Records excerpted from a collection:
==========
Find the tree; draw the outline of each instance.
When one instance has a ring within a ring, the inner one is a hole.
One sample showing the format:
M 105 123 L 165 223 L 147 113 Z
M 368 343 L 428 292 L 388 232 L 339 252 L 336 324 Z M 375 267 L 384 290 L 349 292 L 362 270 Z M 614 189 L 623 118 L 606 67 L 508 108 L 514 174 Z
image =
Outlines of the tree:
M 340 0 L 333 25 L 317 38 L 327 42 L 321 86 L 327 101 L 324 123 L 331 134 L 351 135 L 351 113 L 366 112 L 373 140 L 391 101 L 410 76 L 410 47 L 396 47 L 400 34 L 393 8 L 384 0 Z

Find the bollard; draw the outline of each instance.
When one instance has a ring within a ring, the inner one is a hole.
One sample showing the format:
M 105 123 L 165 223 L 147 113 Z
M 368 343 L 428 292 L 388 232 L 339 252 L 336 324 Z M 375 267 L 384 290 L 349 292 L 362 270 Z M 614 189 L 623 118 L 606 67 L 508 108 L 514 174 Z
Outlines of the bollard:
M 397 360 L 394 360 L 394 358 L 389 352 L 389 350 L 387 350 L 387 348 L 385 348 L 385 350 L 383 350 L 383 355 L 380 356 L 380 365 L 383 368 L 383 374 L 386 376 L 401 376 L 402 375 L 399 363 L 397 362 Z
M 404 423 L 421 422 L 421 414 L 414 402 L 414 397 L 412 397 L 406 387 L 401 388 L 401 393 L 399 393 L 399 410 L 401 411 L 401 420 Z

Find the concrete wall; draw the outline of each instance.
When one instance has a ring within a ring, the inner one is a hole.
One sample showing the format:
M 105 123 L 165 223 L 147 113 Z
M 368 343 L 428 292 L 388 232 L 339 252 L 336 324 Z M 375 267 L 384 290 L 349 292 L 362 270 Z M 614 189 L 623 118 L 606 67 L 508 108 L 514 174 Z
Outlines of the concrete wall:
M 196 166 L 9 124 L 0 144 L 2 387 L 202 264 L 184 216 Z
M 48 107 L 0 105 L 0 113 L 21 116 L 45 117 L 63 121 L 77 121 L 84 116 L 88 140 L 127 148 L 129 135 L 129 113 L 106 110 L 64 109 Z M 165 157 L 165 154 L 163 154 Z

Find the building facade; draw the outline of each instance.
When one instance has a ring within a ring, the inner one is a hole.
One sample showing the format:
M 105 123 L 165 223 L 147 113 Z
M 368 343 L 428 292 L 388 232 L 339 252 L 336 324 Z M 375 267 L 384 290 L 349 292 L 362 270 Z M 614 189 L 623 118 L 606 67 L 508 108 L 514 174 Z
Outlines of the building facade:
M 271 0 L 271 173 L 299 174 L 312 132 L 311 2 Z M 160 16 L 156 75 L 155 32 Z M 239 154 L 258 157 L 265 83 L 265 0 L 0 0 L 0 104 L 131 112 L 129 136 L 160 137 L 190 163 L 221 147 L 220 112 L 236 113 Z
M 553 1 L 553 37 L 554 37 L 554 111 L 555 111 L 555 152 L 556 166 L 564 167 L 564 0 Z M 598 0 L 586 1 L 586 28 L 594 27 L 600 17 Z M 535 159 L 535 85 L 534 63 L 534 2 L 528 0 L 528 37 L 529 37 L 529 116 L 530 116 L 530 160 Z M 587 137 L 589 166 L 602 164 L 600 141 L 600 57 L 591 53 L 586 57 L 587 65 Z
==========
Given exercise
Write out the entries verbatim, starting at the line containing "Find the concrete" and ending at the line containing "M 48 107 L 0", with both of those lines included.

Exercise response
Find the concrete wall; draw the outline of each instance.
When one instance has a ring within a ring, the inner one is a hole.
One sample showing the format:
M 105 123 L 165 223 L 147 113 Z
M 368 343 L 428 292 L 388 232 L 339 252 L 336 324 Z M 375 267 L 384 290 L 349 292 L 362 270 Z M 614 189 L 623 118 L 606 67 L 508 108 L 514 174 Z
Outlines of the concrete wall:
M 196 166 L 9 124 L 0 144 L 2 387 L 202 264 L 184 216 Z
M 48 107 L 0 105 L 0 113 L 21 116 L 45 117 L 63 121 L 77 121 L 84 116 L 88 140 L 127 148 L 129 135 L 129 113 L 106 110 L 64 109 Z M 165 157 L 165 154 L 163 154 Z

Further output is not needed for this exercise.